(Stored data)
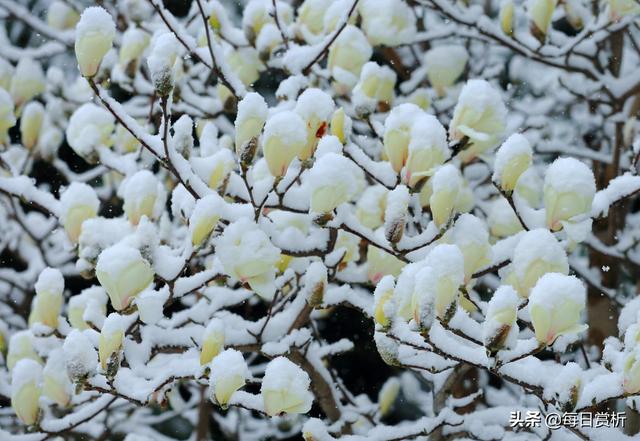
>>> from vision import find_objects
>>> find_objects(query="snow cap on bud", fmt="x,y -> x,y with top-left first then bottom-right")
262,111 -> 307,177
216,218 -> 281,299
297,0 -> 327,42
528,0 -> 558,41
189,194 -> 224,247
121,170 -> 166,225
543,157 -> 595,231
548,362 -> 582,411
353,62 -> 397,112
11,359 -> 42,426
328,25 -> 373,90
488,198 -> 523,238
378,377 -> 400,417
261,357 -> 314,416
147,33 -> 179,97
303,262 -> 327,307
424,45 -> 468,96
449,214 -> 492,283
74,7 -> 116,77
43,349 -> 72,407
623,348 -> 640,394
95,243 -> 154,311
201,319 -> 225,366
507,228 -> 569,298
383,103 -> 422,173
330,107 -> 352,145
429,164 -> 463,228
425,244 -> 465,322
209,349 -> 249,406
449,79 -> 506,162
99,313 -> 126,371
10,58 -> 46,109
500,0 -> 515,35
529,273 -> 587,346
403,114 -> 449,188
119,27 -> 150,67
308,152 -> 364,213
7,331 -> 41,370
20,101 -> 44,149
294,88 -> 335,160
63,329 -> 98,381
235,92 -> 268,156
359,0 -> 416,47
68,287 -> 108,330
482,285 -> 519,353
356,185 -> 387,229
374,276 -> 396,328
29,268 -> 64,329
384,185 -> 409,244
493,134 -> 533,193
410,267 -> 437,330
66,102 -> 115,160
60,182 -> 100,243
48,1 -> 80,30
0,88 -> 16,143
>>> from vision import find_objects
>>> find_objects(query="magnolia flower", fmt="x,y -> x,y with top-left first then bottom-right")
201,319 -> 225,366
623,349 -> 640,394
262,111 -> 307,177
374,331 -> 400,366
410,266 -> 437,329
330,107 -> 352,144
378,377 -> 400,417
147,33 -> 179,97
449,79 -> 507,162
430,164 -> 464,228
359,0 -> 416,47
295,88 -> 335,160
609,0 -> 640,21
189,194 -> 224,247
136,289 -> 168,325
10,58 -> 46,109
63,329 -> 98,381
449,214 -> 492,283
11,359 -> 42,426
297,0 -> 327,41
303,261 -> 327,307
482,286 -> 519,353
43,349 -> 72,407
500,0 -> 515,35
383,103 -> 422,173
48,1 -> 80,30
487,198 -> 523,238
353,62 -> 397,112
493,134 -> 533,193
548,362 -> 582,411
528,0 -> 557,40
424,45 -> 468,96
506,228 -> 569,298
20,101 -> 44,149
403,114 -> 449,188
119,27 -> 150,68
0,88 -> 16,143
66,103 -> 115,160
29,268 -> 64,329
327,25 -> 373,90
418,244 -> 465,322
209,349 -> 249,406
192,149 -> 235,190
96,243 -> 155,311
235,92 -> 268,155
308,152 -> 364,213
60,182 -> 100,243
261,357 -> 314,416
356,185 -> 388,229
216,218 -> 281,299
373,276 -> 396,328
515,167 -> 544,208
335,231 -> 361,264
529,273 -> 587,346
68,287 -> 108,330
543,157 -> 595,231
75,7 -> 116,77
7,331 -> 41,370
121,170 -> 166,224
225,47 -> 262,87
242,0 -> 293,43
99,313 -> 126,371
404,88 -> 431,111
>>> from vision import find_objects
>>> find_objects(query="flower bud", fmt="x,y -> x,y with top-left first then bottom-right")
297,0 -> 327,42
529,273 -> 587,346
261,357 -> 314,416
548,362 -> 582,411
242,0 -> 293,44
201,319 -> 225,366
378,377 -> 400,417
623,349 -> 640,394
262,111 -> 307,177
43,349 -> 72,407
60,182 -> 100,243
360,0 -> 416,47
429,164 -> 463,228
136,288 -> 168,325
75,7 -> 116,78
528,0 -> 557,41
147,33 -> 179,97
373,276 -> 396,328
11,359 -> 42,426
192,149 -> 235,191
119,27 -> 150,68
449,214 -> 492,283
543,157 -> 595,231
99,313 -> 126,372
384,186 -> 409,244
68,287 -> 108,330
226,47 -> 262,87
304,262 -> 327,308
335,231 -> 361,264
493,133 -> 532,193
367,244 -> 406,284
410,267 -> 437,330
0,59 -> 12,91
514,167 -> 543,208
482,285 -> 519,354
0,88 -> 16,144
63,329 -> 98,382
487,198 -> 523,238
404,88 -> 431,111
256,24 -> 283,60
217,218 -> 281,300
209,349 -> 249,407
383,103 -> 421,173
295,88 -> 335,160
353,62 -> 397,112
29,268 -> 64,329
328,25 -> 373,90
330,107 -> 352,144
609,0 -> 640,21
7,331 -> 41,370
499,0 -> 515,35
374,330 -> 400,366
121,170 -> 166,225
424,45 -> 468,96
308,152 -> 364,213
426,244 -> 465,322
235,92 -> 268,156
356,185 -> 387,229
48,1 -> 80,30
20,101 -> 44,149
403,114 -> 449,188
10,58 -> 46,109
189,194 -> 224,247
66,102 -> 115,160
96,243 -> 155,311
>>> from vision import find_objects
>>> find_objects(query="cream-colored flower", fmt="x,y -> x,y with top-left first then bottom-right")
262,111 -> 307,177
429,164 -> 463,228
378,377 -> 400,417
66,102 -> 115,160
261,357 -> 314,416
448,214 -> 492,283
403,114 -> 449,188
242,0 -> 293,43
493,133 -> 533,193
295,88 -> 335,160
121,170 -> 166,225
297,0 -> 327,42
98,313 -> 126,371
623,349 -> 640,394
373,276 -> 396,328
424,45 -> 468,96
43,349 -> 72,407
68,287 -> 108,330
20,101 -> 44,149
482,285 -> 519,353
308,152 -> 364,213
330,107 -> 352,144
200,319 -> 225,366
235,92 -> 268,155
119,27 -> 150,67
11,359 -> 42,426
353,62 -> 396,111
60,182 -> 100,243
609,0 -> 640,21
29,268 -> 64,329
189,195 -> 224,247
500,0 -> 515,35
528,0 -> 558,40
209,349 -> 249,406
487,198 -> 523,238
383,103 -> 422,173
356,185 -> 388,230
10,58 -> 46,109
74,7 -> 116,77
48,1 -> 80,30
359,0 -> 416,47
7,331 -> 42,370
425,244 -> 465,322
328,25 -> 373,90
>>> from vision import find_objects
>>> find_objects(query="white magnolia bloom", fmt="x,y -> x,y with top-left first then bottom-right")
200,319 -> 225,366
378,377 -> 401,417
189,194 -> 224,247
235,92 -> 268,155
327,25 -> 373,90
63,329 -> 98,381
482,285 -> 519,353
29,268 -> 64,329
7,331 -> 41,371
528,0 -> 557,39
216,218 -> 281,299
353,62 -> 397,112
487,198 -> 523,238
548,362 -> 582,411
296,0 -> 328,42
493,134 -> 533,193
43,349 -> 72,407
192,149 -> 235,190
448,214 -> 492,283
60,182 -> 100,243
609,0 -> 640,20
10,58 -> 46,108
242,0 -> 293,42
20,101 -> 44,149
121,170 -> 166,225
147,33 -> 179,96
359,0 -> 416,47
68,287 -> 108,330
429,164 -> 464,228
403,114 -> 449,188
261,357 -> 314,416
48,1 -> 80,30
373,275 -> 396,328
425,244 -> 465,321
449,79 -> 507,162
119,27 -> 150,67
98,313 -> 126,371
367,242 -> 406,284
308,152 -> 364,213
11,359 -> 42,426
96,243 -> 155,311
0,88 -> 16,143
528,273 -> 587,346
330,107 -> 352,144
543,157 -> 595,231
294,88 -> 335,160
66,103 -> 115,160
75,7 -> 116,77
262,111 -> 307,177
209,349 -> 249,406
383,103 -> 422,173
623,348 -> 640,394
500,0 -> 515,35
356,185 -> 388,229
424,45 -> 468,96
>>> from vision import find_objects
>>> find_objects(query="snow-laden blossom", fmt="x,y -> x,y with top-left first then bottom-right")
63,329 -> 98,381
356,185 -> 388,229
99,313 -> 126,371
609,0 -> 640,20
296,0 -> 327,42
327,25 -> 373,91
424,45 -> 468,96
189,195 -> 224,247
448,214 -> 492,283
19,101 -> 44,149
623,349 -> 640,394
429,164 -> 464,227
528,0 -> 557,40
330,107 -> 352,144
353,62 -> 397,112
120,170 -> 167,225
235,92 -> 268,155
119,27 -> 150,68
11,359 -> 42,426
42,349 -> 72,407
262,111 -> 307,177
147,33 -> 179,96
29,268 -> 64,329
378,377 -> 400,417
48,1 -> 80,30
209,349 -> 249,406
60,182 -> 100,243
10,58 -> 46,109
295,88 -> 335,160
74,7 -> 116,78
201,319 -> 225,366
403,114 -> 449,188
66,103 -> 115,160
500,0 -> 515,35
7,331 -> 41,371
261,357 -> 314,416
383,103 -> 422,173
359,0 -> 416,47
374,275 -> 396,329
242,0 -> 293,43
483,285 -> 519,353
493,134 -> 533,193
548,362 -> 582,411
308,152 -> 364,213
488,198 -> 523,238
68,287 -> 108,330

- **WHAT IS NEEDED**: Which of the lines in the data hold the string "with"? Report each of them by copying it.

- **ANSWER FOR THIS EXERCISE**:
>>> find_objects(query="snow cap on bud", fmt="x,y -> x,y with top-left first then bottom-right")
>>> find_objects(query="magnolia flower", fmt="x,y -> x,y with top-left first then bottom-right")
>>> find_objects(query="flower bud", fmt="x,y -> x,y with top-left first then bottom-right")
>>> find_objects(query="cream-colored flower", fmt="x,y -> x,y with top-left first then bottom-right")
>>> find_objects(query="white magnolia bloom", fmt="x,y -> x,y with top-left first then bottom-right")
>>> find_objects(query="snow-laden blossom", fmt="x,y -> x,y with top-left first then bottom-right")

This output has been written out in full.